▶ WHAT THE TASK ASKS
Below are entries. Reproduce exactly the lines between the line holding "positive clicks: (242, 281) (202, 271)" and the line holding "negative clicks: (567, 517)", inclusive, and only those.

(Beginning of DATA FOR ANALYSIS)

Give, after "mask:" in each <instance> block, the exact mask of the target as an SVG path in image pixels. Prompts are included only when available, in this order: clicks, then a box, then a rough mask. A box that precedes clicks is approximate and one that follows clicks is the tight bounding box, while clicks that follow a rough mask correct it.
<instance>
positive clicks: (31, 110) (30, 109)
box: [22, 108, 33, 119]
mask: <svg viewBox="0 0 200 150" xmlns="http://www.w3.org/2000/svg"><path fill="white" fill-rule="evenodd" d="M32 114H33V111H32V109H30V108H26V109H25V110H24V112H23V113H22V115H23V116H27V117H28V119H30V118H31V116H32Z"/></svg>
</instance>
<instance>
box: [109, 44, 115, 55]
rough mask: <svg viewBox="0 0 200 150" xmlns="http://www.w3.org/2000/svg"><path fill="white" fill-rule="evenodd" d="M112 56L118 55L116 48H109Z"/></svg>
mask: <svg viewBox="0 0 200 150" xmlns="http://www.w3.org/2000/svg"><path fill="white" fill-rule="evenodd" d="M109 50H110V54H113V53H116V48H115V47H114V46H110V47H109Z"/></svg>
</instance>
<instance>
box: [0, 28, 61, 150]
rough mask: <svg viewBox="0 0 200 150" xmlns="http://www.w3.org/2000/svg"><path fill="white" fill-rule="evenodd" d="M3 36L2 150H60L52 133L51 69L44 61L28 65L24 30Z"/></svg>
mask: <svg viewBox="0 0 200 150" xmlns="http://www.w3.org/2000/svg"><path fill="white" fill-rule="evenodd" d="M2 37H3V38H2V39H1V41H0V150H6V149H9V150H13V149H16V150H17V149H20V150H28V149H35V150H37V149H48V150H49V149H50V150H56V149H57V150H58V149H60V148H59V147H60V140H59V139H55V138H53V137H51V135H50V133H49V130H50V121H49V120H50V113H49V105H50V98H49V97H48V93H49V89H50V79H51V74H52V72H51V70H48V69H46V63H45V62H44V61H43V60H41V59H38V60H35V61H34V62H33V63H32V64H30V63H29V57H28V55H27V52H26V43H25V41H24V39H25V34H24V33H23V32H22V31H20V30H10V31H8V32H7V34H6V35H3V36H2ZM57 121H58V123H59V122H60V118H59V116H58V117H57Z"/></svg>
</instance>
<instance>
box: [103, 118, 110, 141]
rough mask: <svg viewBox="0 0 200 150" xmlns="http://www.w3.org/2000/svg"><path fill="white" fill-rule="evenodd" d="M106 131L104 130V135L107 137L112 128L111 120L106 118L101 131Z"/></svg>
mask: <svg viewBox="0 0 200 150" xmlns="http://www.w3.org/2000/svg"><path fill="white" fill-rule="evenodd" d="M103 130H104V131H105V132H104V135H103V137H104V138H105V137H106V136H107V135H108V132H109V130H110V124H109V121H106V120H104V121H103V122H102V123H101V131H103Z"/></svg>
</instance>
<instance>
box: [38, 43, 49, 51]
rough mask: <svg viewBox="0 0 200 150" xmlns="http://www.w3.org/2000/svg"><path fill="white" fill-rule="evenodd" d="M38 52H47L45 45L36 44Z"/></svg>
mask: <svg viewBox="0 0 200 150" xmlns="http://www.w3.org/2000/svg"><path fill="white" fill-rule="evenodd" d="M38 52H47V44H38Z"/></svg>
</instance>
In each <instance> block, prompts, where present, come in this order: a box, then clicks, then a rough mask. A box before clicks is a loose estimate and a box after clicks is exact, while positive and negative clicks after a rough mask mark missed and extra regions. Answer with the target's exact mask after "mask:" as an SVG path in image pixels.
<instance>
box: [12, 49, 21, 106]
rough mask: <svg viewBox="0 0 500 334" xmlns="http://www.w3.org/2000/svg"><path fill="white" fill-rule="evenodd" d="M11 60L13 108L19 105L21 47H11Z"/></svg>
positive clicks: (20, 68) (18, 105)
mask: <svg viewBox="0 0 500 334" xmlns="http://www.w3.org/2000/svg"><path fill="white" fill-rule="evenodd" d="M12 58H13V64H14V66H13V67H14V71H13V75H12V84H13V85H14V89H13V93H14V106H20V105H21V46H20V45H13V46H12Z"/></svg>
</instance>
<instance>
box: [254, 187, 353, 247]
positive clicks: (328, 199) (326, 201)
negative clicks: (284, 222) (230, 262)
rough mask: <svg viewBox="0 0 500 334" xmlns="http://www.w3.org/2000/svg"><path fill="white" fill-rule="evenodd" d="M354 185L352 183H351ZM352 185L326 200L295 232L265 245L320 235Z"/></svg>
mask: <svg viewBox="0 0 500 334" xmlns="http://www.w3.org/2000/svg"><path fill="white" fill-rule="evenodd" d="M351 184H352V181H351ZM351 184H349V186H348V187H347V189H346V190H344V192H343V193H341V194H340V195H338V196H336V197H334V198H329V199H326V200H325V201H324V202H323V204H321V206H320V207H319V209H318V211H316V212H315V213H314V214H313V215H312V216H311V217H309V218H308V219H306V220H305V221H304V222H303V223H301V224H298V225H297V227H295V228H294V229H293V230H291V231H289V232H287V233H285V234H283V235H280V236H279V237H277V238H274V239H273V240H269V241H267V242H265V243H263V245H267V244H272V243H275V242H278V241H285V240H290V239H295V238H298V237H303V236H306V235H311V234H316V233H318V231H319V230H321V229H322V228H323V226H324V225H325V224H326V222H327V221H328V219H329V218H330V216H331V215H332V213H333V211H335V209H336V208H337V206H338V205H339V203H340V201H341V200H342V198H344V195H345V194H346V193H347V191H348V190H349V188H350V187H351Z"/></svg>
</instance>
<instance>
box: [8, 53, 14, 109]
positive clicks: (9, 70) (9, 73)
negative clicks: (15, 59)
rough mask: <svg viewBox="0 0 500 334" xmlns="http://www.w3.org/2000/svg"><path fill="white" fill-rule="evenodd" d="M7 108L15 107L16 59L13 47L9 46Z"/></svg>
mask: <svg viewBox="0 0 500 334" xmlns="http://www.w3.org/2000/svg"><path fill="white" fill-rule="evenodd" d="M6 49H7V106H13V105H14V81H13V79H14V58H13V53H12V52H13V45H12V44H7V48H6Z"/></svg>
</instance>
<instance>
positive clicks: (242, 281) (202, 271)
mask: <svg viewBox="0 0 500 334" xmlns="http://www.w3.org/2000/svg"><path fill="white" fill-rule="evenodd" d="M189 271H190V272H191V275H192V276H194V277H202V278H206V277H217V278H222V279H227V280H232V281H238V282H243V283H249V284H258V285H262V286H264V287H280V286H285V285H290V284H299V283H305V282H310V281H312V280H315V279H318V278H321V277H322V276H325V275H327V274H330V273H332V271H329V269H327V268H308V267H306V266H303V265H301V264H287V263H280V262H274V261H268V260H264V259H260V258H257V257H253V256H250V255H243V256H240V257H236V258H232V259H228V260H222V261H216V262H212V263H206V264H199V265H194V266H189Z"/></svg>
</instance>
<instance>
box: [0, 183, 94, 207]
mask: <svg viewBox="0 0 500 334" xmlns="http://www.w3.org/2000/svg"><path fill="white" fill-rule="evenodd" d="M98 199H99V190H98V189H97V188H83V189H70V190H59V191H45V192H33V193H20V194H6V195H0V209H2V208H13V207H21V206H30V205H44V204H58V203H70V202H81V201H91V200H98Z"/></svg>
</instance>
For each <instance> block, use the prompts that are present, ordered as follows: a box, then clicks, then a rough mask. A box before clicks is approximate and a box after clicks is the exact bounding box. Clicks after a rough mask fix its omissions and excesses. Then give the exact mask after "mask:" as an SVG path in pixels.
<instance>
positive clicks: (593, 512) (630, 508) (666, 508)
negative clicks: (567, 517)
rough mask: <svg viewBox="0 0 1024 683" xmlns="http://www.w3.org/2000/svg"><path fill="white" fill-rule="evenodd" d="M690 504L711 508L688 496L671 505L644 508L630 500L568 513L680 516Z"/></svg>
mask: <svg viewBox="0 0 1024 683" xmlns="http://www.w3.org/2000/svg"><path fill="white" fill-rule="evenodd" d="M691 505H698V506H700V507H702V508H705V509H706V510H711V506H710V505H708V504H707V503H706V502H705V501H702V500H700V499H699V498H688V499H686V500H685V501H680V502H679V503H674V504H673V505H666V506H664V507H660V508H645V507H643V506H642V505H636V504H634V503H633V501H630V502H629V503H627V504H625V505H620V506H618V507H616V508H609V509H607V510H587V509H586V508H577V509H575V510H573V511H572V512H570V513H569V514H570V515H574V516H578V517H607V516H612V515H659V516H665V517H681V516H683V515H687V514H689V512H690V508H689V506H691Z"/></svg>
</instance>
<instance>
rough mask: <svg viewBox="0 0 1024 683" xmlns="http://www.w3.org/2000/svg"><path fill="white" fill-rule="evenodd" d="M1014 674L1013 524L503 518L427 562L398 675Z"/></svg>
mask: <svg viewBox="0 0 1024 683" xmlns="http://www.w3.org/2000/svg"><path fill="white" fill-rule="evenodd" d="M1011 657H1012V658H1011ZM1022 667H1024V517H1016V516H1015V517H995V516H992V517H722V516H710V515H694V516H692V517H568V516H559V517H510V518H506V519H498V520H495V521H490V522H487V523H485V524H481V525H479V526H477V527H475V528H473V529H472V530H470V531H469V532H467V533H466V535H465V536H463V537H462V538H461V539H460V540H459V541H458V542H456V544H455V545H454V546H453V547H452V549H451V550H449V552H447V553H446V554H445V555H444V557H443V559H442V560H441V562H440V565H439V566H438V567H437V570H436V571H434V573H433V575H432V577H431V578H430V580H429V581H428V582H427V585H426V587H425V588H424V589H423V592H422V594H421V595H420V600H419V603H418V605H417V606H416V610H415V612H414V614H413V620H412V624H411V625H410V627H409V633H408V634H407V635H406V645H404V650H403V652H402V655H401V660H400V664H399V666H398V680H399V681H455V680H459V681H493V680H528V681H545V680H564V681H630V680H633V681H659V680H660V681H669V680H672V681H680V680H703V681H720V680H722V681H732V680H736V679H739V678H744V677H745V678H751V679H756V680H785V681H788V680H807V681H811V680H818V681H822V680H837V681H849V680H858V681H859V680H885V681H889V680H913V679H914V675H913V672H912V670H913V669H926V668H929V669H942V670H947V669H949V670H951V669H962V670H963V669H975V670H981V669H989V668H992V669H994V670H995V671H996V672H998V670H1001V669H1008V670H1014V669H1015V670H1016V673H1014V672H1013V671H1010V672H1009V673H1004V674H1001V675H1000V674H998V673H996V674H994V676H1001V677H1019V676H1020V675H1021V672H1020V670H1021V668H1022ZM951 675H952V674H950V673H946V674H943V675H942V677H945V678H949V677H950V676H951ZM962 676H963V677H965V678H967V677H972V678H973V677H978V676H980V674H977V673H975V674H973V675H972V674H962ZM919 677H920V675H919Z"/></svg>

(End of DATA FOR ANALYSIS)

▶ TASK RESPONSE
positive clicks: (242, 281) (202, 271)
mask: <svg viewBox="0 0 500 334" xmlns="http://www.w3.org/2000/svg"><path fill="white" fill-rule="evenodd" d="M189 271H190V272H191V275H192V276H194V277H202V278H206V277H217V278H222V279H227V280H232V281H238V282H243V283H249V284H258V285H262V286H264V287H280V286H285V285H290V284H299V283H305V282H310V281H312V280H315V279H318V278H321V277H322V276H325V275H327V274H330V273H332V271H329V269H327V268H308V267H306V266H303V265H301V264H287V263H280V262H274V261H268V260H264V259H260V258H257V257H253V256H250V255H243V256H240V257H236V258H232V259H228V260H222V261H216V262H212V263H206V264H199V265H194V266H189Z"/></svg>
</instance>
<instance>
box: [0, 183, 94, 207]
mask: <svg viewBox="0 0 500 334" xmlns="http://www.w3.org/2000/svg"><path fill="white" fill-rule="evenodd" d="M98 199H99V190H98V189H97V188H83V189H70V190H59V191H45V192H33V193H20V194H6V195H0V209H2V208H13V207H21V206H30V205H44V204H58V203H70V202H81V201H91V200H98Z"/></svg>
</instance>
For each <instance> block, use the prompts that are present, ordered as follows: a box, then clicks, then a rough mask. A box before clicks is approximate and a box after clicks is the exact bounding box. Clicks after a rough mask fix its omissions and excesses. Then give the exact mask after "mask:" as an SVG path in pixels.
<instance>
positive clicks: (593, 512) (630, 508) (666, 508)
negative clicks: (567, 517)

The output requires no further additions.